◆ **AIM OF THE EXERCISE**
Extract, from the listing that follows, each line containing the word "light".

◆ **DATA TO USE**
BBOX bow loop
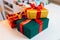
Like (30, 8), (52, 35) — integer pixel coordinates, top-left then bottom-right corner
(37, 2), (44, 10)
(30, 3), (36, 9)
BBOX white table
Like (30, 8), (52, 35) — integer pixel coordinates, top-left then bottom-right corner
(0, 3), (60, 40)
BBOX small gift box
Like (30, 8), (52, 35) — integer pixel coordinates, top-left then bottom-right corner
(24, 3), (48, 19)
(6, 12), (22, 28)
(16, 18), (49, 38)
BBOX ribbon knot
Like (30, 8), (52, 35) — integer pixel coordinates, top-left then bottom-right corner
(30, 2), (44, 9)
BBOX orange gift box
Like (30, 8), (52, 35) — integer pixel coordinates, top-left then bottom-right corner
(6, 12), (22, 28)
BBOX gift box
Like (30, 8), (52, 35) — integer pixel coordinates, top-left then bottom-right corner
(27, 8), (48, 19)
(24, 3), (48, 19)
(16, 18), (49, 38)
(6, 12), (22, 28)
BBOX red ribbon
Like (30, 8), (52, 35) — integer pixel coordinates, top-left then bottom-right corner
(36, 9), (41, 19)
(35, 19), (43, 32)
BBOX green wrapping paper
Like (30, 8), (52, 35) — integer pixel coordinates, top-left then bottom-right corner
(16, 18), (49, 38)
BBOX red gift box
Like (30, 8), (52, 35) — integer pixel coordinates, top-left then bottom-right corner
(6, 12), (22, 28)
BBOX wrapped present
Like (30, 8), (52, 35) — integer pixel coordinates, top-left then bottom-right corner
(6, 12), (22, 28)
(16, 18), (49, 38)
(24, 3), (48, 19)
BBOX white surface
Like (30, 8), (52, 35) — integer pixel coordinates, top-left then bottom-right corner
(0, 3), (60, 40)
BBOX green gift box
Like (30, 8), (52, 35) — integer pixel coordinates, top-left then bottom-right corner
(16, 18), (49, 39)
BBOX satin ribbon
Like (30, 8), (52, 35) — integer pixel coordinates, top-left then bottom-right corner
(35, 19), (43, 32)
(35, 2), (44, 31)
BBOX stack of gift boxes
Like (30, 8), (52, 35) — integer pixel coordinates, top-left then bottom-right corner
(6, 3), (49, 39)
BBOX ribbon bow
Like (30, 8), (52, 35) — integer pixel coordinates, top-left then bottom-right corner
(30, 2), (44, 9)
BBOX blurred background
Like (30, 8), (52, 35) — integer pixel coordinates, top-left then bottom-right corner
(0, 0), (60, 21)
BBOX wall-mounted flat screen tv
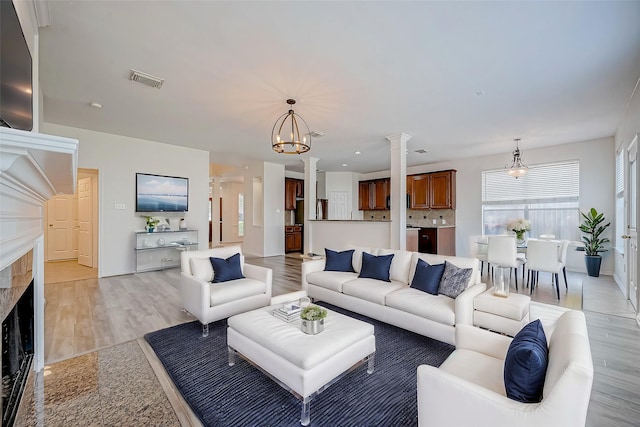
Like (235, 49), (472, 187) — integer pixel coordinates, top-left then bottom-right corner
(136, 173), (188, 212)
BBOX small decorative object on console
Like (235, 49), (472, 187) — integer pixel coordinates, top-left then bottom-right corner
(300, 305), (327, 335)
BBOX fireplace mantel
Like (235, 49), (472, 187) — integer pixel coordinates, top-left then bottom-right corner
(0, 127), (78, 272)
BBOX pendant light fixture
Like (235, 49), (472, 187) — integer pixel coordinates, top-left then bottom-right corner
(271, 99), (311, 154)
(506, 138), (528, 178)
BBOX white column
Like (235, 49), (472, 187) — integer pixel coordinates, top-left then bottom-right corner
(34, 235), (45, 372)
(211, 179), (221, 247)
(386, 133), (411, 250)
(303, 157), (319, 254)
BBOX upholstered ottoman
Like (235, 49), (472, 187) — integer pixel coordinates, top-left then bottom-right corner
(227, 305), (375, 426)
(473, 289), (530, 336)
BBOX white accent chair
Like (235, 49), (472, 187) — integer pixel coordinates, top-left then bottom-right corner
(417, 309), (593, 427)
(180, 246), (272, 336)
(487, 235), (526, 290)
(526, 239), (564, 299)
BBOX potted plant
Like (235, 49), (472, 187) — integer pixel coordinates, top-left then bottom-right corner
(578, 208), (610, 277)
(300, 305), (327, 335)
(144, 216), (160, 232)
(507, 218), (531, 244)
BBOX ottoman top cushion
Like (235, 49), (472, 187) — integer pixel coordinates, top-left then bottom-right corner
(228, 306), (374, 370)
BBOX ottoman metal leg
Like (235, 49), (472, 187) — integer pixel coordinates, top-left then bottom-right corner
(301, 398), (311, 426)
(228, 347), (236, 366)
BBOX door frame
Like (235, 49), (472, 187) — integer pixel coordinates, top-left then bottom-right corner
---
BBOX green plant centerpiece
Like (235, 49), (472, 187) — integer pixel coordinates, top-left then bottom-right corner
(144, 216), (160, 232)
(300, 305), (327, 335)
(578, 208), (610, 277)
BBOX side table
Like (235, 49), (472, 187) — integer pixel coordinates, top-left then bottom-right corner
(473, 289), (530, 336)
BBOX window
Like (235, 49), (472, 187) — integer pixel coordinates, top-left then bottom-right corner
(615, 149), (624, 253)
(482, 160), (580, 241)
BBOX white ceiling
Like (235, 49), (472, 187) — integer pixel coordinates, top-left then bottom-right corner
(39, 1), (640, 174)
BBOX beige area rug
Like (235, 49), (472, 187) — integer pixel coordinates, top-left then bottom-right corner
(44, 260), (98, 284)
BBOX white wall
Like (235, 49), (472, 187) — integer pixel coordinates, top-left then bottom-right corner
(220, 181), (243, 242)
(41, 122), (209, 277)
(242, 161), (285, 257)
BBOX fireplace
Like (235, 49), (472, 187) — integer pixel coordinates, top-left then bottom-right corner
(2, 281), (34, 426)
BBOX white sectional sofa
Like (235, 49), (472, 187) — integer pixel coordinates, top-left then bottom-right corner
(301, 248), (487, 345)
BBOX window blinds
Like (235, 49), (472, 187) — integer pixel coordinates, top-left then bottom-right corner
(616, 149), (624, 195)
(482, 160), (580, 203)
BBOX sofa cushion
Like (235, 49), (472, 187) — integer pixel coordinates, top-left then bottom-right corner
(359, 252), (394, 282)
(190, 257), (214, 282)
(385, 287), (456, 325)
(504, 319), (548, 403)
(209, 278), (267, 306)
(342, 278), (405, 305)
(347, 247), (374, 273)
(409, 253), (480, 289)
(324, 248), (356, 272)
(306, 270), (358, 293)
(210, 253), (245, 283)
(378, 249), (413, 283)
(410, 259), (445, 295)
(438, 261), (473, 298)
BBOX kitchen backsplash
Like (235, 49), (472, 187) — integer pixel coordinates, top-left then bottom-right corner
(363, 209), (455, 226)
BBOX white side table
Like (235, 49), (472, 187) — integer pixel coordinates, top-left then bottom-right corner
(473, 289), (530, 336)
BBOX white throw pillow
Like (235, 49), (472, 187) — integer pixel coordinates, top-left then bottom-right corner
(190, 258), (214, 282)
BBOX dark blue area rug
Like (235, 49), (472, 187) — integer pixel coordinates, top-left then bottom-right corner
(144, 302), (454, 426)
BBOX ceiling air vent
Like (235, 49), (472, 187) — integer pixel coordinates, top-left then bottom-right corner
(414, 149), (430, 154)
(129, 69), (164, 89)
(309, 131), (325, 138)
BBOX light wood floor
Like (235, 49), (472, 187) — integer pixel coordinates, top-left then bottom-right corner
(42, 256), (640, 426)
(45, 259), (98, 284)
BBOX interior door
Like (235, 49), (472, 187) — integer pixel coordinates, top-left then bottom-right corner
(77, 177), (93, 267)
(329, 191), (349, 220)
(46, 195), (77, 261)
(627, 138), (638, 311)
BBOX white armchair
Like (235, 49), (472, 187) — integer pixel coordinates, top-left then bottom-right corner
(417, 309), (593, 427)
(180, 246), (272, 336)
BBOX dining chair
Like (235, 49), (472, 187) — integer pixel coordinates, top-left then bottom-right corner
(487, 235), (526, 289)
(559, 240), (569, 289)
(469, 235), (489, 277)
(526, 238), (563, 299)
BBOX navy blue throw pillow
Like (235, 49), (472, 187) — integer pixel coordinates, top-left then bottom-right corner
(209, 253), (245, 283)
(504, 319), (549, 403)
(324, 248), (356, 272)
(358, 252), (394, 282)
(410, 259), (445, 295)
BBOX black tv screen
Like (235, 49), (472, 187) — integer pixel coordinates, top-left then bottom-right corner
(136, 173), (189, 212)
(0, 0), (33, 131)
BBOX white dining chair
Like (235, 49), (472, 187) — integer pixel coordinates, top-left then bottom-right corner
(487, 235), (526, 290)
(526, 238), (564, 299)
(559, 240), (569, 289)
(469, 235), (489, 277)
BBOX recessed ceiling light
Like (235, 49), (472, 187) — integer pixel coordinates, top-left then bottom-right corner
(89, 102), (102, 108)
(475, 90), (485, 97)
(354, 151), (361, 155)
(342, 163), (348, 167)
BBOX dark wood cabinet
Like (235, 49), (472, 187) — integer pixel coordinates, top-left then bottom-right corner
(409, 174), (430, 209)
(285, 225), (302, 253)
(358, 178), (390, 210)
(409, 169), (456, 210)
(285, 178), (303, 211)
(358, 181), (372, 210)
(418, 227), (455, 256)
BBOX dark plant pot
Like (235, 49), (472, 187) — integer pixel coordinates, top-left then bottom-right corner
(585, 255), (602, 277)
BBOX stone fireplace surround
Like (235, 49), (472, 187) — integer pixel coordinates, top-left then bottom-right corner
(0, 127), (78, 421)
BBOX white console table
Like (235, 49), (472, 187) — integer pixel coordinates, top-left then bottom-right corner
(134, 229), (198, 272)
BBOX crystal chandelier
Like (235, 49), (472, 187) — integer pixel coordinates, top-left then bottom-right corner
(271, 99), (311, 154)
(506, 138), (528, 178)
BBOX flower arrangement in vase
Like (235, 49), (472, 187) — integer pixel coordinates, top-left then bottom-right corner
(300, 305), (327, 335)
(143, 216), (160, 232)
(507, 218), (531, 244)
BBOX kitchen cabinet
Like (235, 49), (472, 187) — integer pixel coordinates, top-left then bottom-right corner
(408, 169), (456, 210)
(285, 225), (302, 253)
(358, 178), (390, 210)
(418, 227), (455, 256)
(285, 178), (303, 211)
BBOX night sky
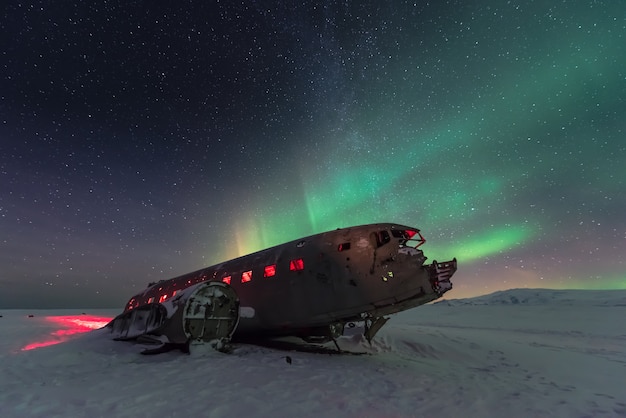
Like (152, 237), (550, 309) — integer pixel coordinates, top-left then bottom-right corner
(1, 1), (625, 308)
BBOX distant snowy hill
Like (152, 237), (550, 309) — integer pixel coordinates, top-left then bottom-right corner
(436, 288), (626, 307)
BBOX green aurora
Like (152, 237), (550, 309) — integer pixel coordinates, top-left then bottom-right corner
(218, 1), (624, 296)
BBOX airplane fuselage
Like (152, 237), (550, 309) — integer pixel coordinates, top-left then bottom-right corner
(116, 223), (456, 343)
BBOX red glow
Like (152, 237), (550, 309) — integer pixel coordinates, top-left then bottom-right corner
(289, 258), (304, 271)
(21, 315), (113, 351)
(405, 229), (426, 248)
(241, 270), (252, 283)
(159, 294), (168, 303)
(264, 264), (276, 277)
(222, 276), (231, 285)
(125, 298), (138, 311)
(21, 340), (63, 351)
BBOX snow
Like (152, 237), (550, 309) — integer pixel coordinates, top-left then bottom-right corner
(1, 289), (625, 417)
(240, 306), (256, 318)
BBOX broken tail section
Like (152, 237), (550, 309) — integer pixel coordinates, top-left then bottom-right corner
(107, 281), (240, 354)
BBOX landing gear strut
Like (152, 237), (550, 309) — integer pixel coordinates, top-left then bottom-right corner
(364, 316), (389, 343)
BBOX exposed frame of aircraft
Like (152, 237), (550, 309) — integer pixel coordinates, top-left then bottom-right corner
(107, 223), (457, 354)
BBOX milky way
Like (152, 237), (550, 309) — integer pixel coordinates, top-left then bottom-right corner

◆ **OUTPUT FOR THIS TASK**
BBOX pendant light fixture
BBOX light wood floor
BBOX recessed ceiling light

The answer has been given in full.